• EXERCISE DETAILS
Format the lines starting at the one containing "Can you see the wet" and ending at the one containing "x=48, y=136" as a JSON list of strings, one string per line, with blank lines omitted.

• GIVEN DATA
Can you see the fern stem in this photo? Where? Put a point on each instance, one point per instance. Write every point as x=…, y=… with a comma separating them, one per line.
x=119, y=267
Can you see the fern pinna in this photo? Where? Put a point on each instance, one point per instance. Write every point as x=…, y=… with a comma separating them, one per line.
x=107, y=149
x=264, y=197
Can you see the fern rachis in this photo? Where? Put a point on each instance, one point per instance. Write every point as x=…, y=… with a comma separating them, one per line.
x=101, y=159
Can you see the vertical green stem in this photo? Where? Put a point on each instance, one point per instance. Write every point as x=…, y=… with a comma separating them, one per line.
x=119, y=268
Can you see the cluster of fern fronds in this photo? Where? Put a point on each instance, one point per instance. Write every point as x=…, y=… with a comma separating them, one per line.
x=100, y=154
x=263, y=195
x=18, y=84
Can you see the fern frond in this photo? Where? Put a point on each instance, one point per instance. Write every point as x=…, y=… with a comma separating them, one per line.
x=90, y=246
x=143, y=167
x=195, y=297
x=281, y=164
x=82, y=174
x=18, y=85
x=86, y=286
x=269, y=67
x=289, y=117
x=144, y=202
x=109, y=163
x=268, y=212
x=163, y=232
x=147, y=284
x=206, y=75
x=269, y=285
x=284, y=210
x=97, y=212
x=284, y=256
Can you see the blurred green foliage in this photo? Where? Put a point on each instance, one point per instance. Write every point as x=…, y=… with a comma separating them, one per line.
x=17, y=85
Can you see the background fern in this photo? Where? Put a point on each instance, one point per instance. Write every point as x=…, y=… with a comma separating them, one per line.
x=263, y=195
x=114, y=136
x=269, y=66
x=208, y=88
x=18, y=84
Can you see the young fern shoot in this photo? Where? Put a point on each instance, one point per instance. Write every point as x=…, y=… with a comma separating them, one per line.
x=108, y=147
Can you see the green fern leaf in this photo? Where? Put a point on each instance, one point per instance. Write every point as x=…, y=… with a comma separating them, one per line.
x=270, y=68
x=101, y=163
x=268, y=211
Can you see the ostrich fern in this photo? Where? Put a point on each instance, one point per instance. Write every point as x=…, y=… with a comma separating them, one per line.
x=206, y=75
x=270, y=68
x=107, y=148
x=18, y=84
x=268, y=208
==
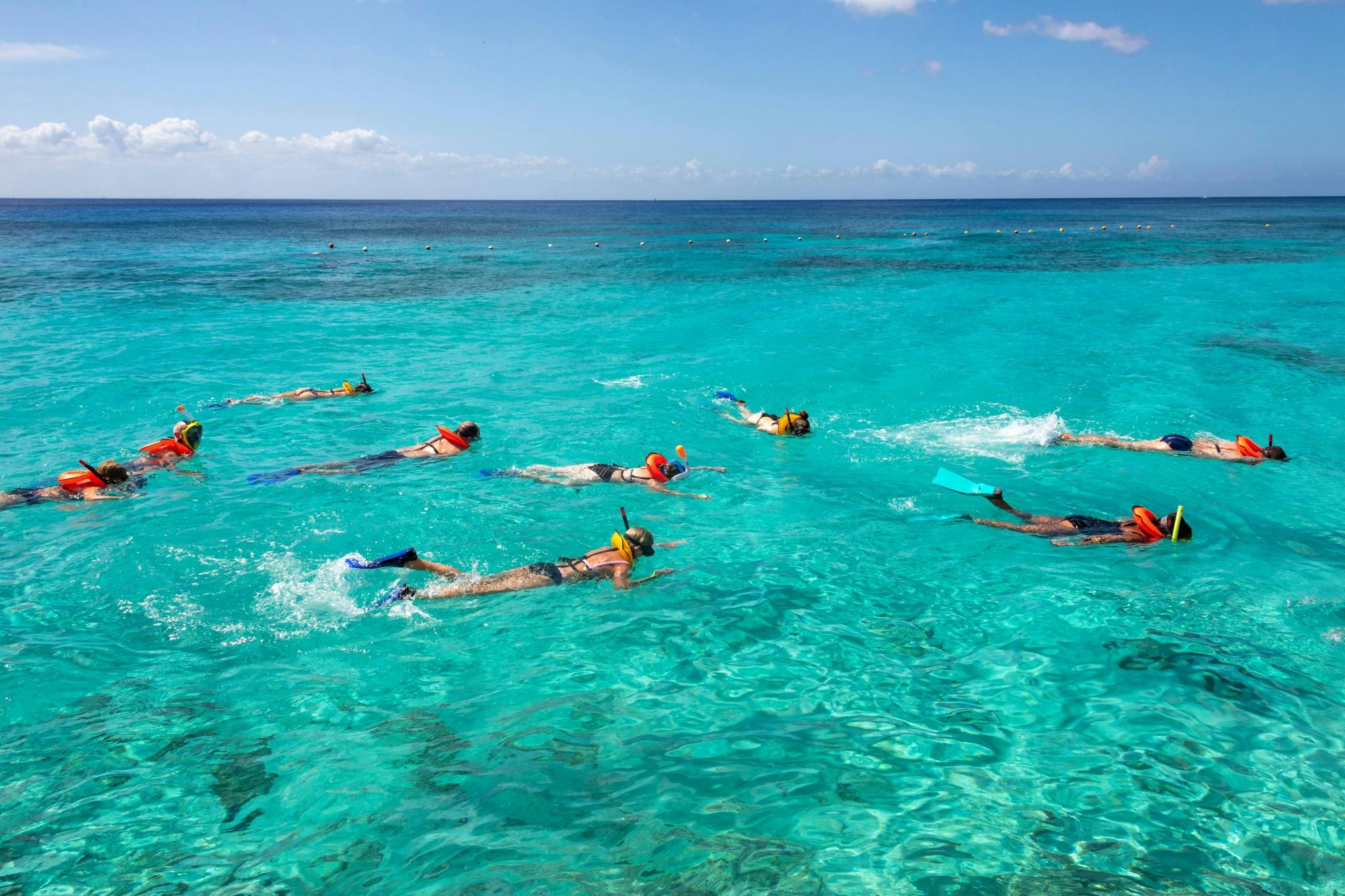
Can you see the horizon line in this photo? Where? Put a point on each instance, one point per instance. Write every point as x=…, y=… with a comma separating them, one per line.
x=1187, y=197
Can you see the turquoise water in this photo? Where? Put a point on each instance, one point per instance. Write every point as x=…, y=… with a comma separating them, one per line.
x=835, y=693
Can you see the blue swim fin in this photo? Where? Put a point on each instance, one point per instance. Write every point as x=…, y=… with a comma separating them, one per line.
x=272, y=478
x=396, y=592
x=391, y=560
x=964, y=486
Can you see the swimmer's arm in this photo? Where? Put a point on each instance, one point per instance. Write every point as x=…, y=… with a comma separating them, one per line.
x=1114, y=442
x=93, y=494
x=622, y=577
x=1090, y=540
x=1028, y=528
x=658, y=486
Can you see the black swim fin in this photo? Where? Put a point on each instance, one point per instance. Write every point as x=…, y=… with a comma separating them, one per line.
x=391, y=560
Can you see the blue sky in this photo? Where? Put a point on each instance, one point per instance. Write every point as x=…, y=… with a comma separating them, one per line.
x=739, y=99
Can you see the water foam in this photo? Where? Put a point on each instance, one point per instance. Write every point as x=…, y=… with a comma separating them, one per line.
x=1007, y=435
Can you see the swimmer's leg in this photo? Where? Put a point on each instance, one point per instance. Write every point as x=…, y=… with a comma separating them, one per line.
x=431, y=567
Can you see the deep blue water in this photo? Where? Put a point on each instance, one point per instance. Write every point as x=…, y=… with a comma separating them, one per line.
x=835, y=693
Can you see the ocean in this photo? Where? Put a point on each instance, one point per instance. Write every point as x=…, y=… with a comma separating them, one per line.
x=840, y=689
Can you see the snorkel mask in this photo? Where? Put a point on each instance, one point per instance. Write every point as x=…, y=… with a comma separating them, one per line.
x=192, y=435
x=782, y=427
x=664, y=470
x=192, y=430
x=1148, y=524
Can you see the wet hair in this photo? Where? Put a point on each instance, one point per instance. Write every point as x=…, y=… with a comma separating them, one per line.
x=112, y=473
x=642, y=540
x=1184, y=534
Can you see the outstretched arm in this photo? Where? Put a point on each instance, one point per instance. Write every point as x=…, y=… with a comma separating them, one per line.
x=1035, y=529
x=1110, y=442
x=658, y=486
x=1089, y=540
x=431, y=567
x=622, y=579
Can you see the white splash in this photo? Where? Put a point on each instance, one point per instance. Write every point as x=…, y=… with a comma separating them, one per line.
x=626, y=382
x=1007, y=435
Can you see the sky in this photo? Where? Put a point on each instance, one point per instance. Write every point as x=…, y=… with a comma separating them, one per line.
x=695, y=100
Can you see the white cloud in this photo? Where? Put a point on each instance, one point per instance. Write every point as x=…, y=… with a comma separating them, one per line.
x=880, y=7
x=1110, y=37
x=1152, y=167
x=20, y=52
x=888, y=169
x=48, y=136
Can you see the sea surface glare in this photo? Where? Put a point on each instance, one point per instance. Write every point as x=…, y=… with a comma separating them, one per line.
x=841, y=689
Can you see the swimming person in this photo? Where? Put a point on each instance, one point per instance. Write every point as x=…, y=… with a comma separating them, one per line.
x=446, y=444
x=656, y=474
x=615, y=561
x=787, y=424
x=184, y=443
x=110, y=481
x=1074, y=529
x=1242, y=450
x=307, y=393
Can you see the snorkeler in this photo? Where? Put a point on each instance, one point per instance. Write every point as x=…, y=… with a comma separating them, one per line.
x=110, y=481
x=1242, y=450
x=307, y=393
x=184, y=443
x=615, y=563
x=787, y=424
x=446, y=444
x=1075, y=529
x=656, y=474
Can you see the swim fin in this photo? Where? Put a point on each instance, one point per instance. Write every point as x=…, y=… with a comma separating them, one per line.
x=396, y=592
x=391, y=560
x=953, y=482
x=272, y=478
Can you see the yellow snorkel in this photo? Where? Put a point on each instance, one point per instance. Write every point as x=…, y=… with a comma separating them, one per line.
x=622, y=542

• ANSWER TO THE TASK
[
  "Can you see the wet hair in this photo? Where? Put a point on each instance, one point per instance. Write every point as x=…, y=… with a comma separating them, one per line.",
  "x=112, y=473",
  "x=642, y=540",
  "x=1184, y=534",
  "Can you see the outstretched arm in this photo? Where? Put a point on each instance, one point per instance. Write every point as x=…, y=… with a comma separating them, one per line.",
  "x=1035, y=529",
  "x=1110, y=442",
  "x=658, y=486",
  "x=1089, y=540",
  "x=431, y=567",
  "x=622, y=579",
  "Can you see the white splash in this photo? Where? Put a point on each instance, one point per instance. Write every point as x=…, y=… with a comma separating them, one per line.",
  "x=626, y=382",
  "x=1007, y=435",
  "Can you see the sky in this photo? Where? Put a point on each instance, one point per instance. Write every point as x=…, y=… with a comma separating them, one per line.",
  "x=695, y=100",
  "Can you see the white cloud in this photo? Where? Put a point on each instance, one point per instance. Write every point as x=…, y=… with a comma separating them, one per line.",
  "x=880, y=7",
  "x=1110, y=37",
  "x=1152, y=167",
  "x=20, y=52",
  "x=888, y=169",
  "x=48, y=136"
]